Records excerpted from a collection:
■ ■ ■ ■ ■ ■ ■

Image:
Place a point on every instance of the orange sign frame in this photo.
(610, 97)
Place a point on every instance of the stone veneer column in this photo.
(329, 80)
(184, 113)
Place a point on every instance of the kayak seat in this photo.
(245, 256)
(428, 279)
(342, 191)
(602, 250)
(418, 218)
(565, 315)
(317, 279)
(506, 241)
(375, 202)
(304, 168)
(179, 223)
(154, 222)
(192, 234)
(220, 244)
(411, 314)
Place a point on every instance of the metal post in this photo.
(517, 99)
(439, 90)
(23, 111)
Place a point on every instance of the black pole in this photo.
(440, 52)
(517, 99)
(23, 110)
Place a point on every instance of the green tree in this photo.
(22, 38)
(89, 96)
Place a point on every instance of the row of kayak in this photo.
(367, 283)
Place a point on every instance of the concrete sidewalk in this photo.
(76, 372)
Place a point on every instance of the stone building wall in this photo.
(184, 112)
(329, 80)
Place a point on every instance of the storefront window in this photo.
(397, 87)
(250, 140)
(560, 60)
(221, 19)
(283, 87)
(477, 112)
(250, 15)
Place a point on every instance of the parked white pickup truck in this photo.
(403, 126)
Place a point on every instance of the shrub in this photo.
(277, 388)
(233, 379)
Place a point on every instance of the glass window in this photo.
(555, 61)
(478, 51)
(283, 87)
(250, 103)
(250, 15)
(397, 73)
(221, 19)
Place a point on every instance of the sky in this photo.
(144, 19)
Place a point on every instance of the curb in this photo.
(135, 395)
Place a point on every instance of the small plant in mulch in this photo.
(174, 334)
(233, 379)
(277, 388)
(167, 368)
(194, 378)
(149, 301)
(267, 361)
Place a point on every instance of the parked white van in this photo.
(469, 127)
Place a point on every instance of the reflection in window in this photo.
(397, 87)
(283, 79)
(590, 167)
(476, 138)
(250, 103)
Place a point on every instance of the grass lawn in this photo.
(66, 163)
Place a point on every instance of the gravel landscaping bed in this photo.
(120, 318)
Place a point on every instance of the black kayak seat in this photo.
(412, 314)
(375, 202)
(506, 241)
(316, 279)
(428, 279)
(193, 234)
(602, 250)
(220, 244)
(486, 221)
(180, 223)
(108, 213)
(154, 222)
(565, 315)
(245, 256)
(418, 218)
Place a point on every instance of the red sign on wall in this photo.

■ ■ ■ ■ ■ ■ ■

Action item: Quote, word for word, every line starting at the one that contains "Place a point on every instance of the shrub" and ending with the final line of the entries.

Response box:
Place a point on every instance of the shrub in this photo.
(277, 388)
(233, 379)
Place a point on every instance of the glass window in this photo.
(555, 61)
(478, 51)
(283, 87)
(250, 103)
(250, 15)
(397, 73)
(221, 19)
Place a point on every instance of the sky in this photo.
(144, 19)
Place a point on every instance of the curb in this photo.
(135, 395)
Place a point on every instance of the small plant in mulch in this photo.
(174, 334)
(233, 379)
(277, 388)
(167, 368)
(194, 378)
(149, 301)
(267, 361)
Place a point on every instance of the parked white van in this photo.
(469, 127)
Place a point on every instance of the reflection in window in this photo.
(397, 87)
(283, 79)
(590, 167)
(476, 138)
(250, 103)
Place a point on every instance of the grass lawn in this photo.
(66, 163)
Place a point on every instance of the gravel landscaping bed in this photo.
(120, 318)
Place a point on every instance of the black kayak seat in this photo.
(412, 314)
(375, 202)
(506, 241)
(316, 279)
(428, 279)
(193, 234)
(602, 250)
(220, 244)
(486, 221)
(180, 223)
(108, 213)
(154, 222)
(565, 315)
(245, 256)
(418, 218)
Place a point on every instance of the red sign on wall in this photo.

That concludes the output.